- _Task brief_: Return the lines below exactly, starting with the line that contains "Query: red chili pepper" and stopping after the last line.

- _Region pointing data_:
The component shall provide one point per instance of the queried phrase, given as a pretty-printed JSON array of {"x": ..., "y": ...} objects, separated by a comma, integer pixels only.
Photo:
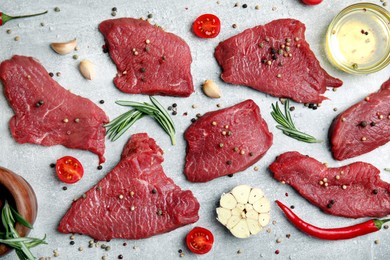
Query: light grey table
[{"x": 80, "y": 19}]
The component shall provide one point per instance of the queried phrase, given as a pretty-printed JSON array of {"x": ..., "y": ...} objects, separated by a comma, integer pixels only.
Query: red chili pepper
[
  {"x": 364, "y": 228},
  {"x": 5, "y": 17}
]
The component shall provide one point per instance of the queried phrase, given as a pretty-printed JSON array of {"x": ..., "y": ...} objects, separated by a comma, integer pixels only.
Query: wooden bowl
[{"x": 24, "y": 198}]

- _Solution_:
Query: red chili pepper
[
  {"x": 364, "y": 228},
  {"x": 5, "y": 17}
]
The component shall provide one point per instance of the queried phrase, given as a pretty-printed JSON array of {"x": ..., "y": ...} objects, separated by a comma, integer pixels only.
Query: wooden bowl
[{"x": 24, "y": 198}]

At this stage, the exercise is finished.